[Record excerpts]:

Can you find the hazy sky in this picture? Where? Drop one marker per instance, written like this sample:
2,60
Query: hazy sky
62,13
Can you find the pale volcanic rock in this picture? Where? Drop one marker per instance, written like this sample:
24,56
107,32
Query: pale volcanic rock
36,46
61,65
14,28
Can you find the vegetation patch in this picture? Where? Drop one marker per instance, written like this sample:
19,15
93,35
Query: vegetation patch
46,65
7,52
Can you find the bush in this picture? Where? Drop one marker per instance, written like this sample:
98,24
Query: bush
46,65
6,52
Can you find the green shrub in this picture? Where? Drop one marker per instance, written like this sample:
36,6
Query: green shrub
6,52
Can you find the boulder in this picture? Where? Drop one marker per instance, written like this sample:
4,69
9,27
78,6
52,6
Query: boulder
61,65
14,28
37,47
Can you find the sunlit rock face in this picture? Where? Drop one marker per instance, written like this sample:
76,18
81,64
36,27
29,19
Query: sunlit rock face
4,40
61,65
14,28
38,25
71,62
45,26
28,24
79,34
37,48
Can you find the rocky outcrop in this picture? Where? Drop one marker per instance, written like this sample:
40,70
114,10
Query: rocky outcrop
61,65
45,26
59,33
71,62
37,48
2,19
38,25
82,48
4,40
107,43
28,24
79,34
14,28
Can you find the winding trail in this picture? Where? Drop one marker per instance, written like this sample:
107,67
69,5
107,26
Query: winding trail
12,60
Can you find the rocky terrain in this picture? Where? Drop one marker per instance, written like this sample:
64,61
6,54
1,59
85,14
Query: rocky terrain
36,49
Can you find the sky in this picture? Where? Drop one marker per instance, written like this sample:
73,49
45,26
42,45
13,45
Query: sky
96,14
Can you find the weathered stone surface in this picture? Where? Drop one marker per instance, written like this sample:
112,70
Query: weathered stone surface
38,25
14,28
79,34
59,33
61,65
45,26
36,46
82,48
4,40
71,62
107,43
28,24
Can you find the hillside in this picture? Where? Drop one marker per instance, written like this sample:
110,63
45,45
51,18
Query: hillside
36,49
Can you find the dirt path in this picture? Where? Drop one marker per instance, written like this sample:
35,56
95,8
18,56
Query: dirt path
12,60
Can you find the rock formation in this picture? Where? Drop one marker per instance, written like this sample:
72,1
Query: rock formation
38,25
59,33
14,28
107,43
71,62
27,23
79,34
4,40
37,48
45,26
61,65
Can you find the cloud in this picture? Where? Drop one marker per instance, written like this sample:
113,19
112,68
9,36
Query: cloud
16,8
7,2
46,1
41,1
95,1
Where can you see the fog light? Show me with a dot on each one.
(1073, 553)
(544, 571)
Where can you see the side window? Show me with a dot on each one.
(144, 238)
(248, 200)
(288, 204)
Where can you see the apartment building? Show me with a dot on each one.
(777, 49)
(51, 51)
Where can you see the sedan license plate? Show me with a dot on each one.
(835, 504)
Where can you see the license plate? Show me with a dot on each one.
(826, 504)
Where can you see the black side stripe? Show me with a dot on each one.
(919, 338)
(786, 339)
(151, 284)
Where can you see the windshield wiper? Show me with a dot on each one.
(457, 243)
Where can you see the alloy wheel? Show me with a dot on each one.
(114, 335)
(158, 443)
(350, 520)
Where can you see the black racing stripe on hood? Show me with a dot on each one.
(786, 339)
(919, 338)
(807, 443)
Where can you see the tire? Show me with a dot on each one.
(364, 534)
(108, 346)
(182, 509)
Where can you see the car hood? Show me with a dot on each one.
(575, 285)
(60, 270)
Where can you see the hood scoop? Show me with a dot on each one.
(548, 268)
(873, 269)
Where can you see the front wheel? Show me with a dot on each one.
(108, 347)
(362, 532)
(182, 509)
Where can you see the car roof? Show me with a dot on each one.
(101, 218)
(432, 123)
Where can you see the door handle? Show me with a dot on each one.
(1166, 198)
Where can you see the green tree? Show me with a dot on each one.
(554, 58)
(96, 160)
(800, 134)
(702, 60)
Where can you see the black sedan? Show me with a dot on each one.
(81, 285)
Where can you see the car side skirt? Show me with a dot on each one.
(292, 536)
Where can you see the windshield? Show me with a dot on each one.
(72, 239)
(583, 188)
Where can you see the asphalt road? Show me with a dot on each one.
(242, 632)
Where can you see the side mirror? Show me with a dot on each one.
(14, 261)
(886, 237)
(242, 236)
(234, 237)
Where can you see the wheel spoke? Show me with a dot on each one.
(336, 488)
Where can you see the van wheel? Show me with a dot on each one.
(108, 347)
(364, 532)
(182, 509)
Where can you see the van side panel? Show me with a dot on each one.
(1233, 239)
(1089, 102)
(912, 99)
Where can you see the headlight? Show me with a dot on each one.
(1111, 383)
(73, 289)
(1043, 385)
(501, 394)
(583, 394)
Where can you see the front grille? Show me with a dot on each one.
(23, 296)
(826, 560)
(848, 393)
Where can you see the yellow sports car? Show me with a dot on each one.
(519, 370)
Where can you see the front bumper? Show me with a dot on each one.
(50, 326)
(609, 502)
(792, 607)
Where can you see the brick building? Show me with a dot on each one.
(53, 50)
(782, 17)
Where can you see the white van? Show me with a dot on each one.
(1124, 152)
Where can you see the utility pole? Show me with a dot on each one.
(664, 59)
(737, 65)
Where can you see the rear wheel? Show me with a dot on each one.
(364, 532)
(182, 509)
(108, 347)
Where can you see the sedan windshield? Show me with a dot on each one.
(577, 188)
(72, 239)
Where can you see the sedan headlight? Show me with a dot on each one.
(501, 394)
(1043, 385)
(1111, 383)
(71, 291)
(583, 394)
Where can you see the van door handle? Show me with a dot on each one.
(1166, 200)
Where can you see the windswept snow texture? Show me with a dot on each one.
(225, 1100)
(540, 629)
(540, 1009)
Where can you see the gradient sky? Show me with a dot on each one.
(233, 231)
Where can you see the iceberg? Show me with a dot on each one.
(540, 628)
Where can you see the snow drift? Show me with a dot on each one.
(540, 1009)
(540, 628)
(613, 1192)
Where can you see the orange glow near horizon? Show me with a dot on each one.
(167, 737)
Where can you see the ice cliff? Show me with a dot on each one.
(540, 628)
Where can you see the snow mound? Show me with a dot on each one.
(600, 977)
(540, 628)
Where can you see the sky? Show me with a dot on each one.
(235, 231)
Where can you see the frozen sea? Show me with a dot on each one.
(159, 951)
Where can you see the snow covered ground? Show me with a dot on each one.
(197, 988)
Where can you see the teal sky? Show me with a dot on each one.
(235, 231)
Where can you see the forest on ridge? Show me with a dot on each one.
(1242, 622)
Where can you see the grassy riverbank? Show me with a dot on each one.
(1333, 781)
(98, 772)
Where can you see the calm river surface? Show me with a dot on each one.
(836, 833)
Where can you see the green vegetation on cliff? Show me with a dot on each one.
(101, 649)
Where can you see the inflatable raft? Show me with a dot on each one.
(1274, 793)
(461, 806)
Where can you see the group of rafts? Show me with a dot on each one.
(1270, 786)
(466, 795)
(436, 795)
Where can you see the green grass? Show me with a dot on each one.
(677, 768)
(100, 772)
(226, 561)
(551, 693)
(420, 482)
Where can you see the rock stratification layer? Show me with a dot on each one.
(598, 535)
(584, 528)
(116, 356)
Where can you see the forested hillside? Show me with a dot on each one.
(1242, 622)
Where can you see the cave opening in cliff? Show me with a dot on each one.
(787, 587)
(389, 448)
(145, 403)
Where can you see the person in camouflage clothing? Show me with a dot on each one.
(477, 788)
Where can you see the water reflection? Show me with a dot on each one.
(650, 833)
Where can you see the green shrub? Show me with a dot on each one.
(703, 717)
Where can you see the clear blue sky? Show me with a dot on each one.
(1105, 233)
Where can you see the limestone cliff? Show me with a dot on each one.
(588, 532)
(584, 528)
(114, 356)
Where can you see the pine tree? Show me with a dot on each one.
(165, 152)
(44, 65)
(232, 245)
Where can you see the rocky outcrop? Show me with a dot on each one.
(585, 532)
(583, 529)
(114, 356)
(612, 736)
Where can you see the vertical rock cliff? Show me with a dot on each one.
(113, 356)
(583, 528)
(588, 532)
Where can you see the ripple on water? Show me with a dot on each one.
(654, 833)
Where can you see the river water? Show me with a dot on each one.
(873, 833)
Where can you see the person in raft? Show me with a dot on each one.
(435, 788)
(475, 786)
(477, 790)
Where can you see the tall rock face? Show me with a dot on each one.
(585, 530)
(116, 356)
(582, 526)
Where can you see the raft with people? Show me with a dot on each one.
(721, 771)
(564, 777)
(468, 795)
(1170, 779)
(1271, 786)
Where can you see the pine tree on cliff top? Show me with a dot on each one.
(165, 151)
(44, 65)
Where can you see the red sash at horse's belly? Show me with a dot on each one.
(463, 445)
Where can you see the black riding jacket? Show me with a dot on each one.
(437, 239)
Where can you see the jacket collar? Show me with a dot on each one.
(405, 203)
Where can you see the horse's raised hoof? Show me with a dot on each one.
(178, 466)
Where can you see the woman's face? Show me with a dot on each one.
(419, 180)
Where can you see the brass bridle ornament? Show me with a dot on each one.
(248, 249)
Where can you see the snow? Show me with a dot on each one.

[Required work]:
Please make an exact copy of the lines from the one holding "Where can you see the raft" through the final line of the records above, nothing more.

[The answer]:
Where can you see the raft with people? Show me with a dot on each one.
(721, 771)
(564, 777)
(468, 795)
(1170, 779)
(1271, 786)
Where can you see the pine tree on cliff top? Show me with a dot on each one.
(165, 151)
(44, 65)
Where can you see the red sash at horse's belly? Show me with a dot on each one.
(463, 445)
Where can you see the black riding jacket? Show me with a dot on each one.
(437, 239)
Where can you see the jacket collar? Show me with a dot on each one.
(405, 203)
Where can you see the horse's raised hoof? Show me with a dot on each one.
(178, 466)
Where can you see the woman's face? Show me with a dot on each one.
(419, 180)
Where can you see the brass bridle ornament? Show me with a dot on each one.
(248, 249)
Where can you see the snow? Show me with a dot on each one.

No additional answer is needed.